TASK DESCRIPTION | Without any pictures, copy the records below once more, exactly as they are.

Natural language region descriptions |
[Start of section]

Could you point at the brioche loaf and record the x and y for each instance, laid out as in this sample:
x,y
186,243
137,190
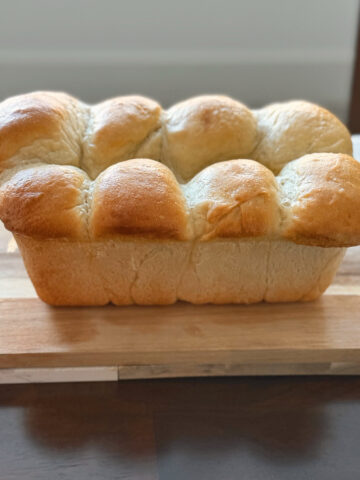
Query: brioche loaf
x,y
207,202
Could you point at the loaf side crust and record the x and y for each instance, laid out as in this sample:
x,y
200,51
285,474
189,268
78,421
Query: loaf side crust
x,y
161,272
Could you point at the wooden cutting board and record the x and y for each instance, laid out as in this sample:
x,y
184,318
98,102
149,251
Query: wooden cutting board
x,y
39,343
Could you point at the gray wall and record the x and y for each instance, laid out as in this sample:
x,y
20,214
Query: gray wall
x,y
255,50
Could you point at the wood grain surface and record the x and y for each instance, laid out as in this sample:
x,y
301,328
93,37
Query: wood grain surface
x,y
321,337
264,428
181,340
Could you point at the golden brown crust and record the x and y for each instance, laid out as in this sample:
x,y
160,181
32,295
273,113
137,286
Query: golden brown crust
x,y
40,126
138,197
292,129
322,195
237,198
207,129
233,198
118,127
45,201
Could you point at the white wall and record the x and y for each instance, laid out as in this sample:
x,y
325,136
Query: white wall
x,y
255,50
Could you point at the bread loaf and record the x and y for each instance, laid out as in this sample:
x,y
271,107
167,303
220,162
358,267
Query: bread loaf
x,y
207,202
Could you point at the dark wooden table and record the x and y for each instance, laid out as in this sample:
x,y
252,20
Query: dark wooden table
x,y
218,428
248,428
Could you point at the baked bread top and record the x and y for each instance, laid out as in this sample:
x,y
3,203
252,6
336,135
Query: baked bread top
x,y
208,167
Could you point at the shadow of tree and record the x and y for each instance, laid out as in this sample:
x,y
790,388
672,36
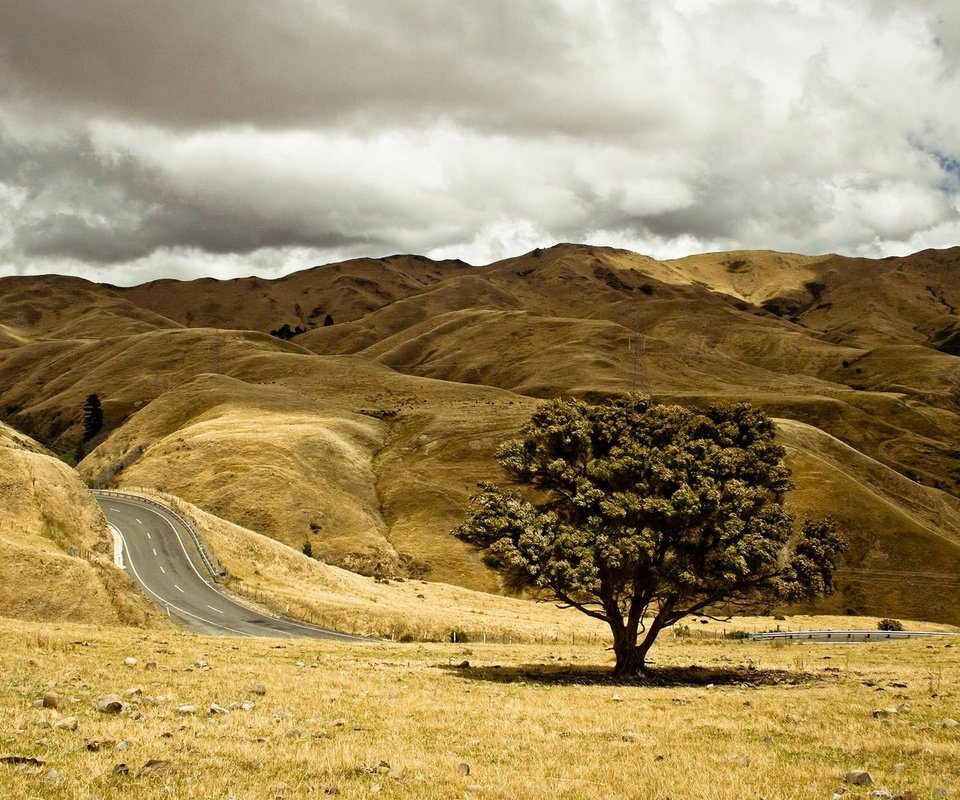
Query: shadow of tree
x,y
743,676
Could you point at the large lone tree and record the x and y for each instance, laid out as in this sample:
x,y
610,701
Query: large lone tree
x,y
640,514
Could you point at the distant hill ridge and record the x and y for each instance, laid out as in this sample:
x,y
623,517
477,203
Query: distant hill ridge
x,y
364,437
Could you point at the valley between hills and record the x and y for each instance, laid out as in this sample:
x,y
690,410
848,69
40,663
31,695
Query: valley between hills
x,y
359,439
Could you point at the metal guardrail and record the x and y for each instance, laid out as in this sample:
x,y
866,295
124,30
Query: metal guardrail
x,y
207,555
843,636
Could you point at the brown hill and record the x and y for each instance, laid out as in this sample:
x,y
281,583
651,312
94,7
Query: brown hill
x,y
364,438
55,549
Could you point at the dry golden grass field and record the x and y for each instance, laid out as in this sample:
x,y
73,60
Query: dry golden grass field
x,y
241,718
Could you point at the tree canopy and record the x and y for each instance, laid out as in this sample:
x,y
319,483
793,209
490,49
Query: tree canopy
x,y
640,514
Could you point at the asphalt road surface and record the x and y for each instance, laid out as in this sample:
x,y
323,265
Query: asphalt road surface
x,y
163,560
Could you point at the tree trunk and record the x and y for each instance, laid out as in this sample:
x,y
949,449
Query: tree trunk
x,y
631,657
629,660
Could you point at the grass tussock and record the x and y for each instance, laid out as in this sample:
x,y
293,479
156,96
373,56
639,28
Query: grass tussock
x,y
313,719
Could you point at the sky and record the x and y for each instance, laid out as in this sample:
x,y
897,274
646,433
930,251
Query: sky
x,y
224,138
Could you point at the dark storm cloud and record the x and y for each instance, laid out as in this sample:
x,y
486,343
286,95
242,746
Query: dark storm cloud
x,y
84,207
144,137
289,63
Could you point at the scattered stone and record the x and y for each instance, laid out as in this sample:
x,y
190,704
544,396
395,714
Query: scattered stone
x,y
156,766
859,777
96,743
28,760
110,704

[End of section]

ANSWER TO THE EXERCISE |
Could you point at the brioche loaf and record the x and y for each instance, laid out as in this sample:
x,y
186,243
137,190
Query: brioche loaf
x,y
207,202
Could you point at the loaf side crust and record the x and y for each instance, laid out as in this sample:
x,y
200,51
285,474
189,268
78,421
Query: loaf side crust
x,y
161,272
Could you point at the wooden cutting board and record the x and y for each instance, laid out as in this sample:
x,y
184,318
98,102
149,251
Query: wooden cutting board
x,y
39,343
Could you point at the gray wall and record the x and y for each instance, laid out as in this sample:
x,y
20,214
Query: gray wall
x,y
255,50
Could you point at the wood grain surface and record the x and y for each instance, laid out as in this sample:
x,y
301,328
93,37
Query: wood grain surface
x,y
321,337
264,428
181,340
Could you point at the golden brown crust and record the x and y for each instance, laid out as in this sample:
x,y
160,181
32,295
273,113
137,286
Query: golden brown crust
x,y
40,126
138,197
292,129
322,195
237,198
207,129
233,198
118,127
45,201
Could you point at the white wall and record the x and y for each instance, laid out as in this sample:
x,y
325,136
Query: white wall
x,y
255,50
Could you point at the bread loaf and record the x and y for each instance, laid out as in this sample:
x,y
271,107
167,303
220,162
358,267
Query: bread loaf
x,y
207,202
Could you point at the dark wooden table and record the x and y for each instance, laid out as in this sample:
x,y
252,20
Query: dark wooden table
x,y
218,428
248,428
Could you point at the baked bread top and record the x and y for each instance, laid out as in this sample:
x,y
3,203
252,6
336,135
Query: baked bread top
x,y
208,167
Could you point at the shadow of tree and record the x and y for each instance, laid out as in this sample:
x,y
790,388
672,36
Query: shadow of tree
x,y
743,676
Could you point at the large lone tree and record the x and y for each instance, laid out as in this sample:
x,y
610,701
Query: large lone tree
x,y
640,514
Could you point at the distant hill ridge and record the x and y for each instance, laid out as in this sample:
x,y
623,517
477,203
Query: distant hill ridge
x,y
364,437
Could you point at the valley between hills and record the x and y for each instance, laid out as in this sample:
x,y
690,410
848,69
40,663
31,695
Query: valley between hills
x,y
359,439
Could you point at the metal guardrail and record the x and y for each instance, laid out as in this sample:
x,y
866,295
124,30
Query: metal guardrail
x,y
207,555
843,636
Could you point at the brown hill and record the x and y for each instance, laid out as in this sample:
x,y
281,583
651,312
94,7
Query: brown hill
x,y
364,438
55,549
Could you point at the dry golden grass field and record the x and y for each instance, laid out as in this sample:
x,y
73,60
Query: dry golden grass field
x,y
241,718
Could you point at the tree canopy and record the x and y for each instance, laid out as in this sample:
x,y
319,483
793,209
490,49
Query: tree canopy
x,y
640,514
Could you point at the asphalt road surface and record the x and y for each instance, laid out as in this sample:
x,y
323,265
Query: asphalt road surface
x,y
163,560
Could you point at the tree trunk and record the x and y for each instance, laid out as in this sample:
x,y
949,449
Query: tree trunk
x,y
631,657
629,660
Could you point at the grass tussock and record the x and y for each instance, laid out as in this sample:
x,y
293,479
156,96
373,56
639,28
Query: grass tussock
x,y
313,719
Could you point at the sky and record the x and y for each instance, laid out as in this sample:
x,y
897,274
646,433
930,251
Query: sky
x,y
224,138
Could you point at the dark storm cloud and record the x and y for each instance, laid out as in this sample:
x,y
486,343
286,95
242,746
Query: dark storm cloud
x,y
84,207
144,137
289,63
Could you point at the scattered stone and record the x and y for each instance, laid out as in this sample:
x,y
190,704
544,396
395,714
Query: scattered stone
x,y
156,766
859,777
96,743
28,760
110,704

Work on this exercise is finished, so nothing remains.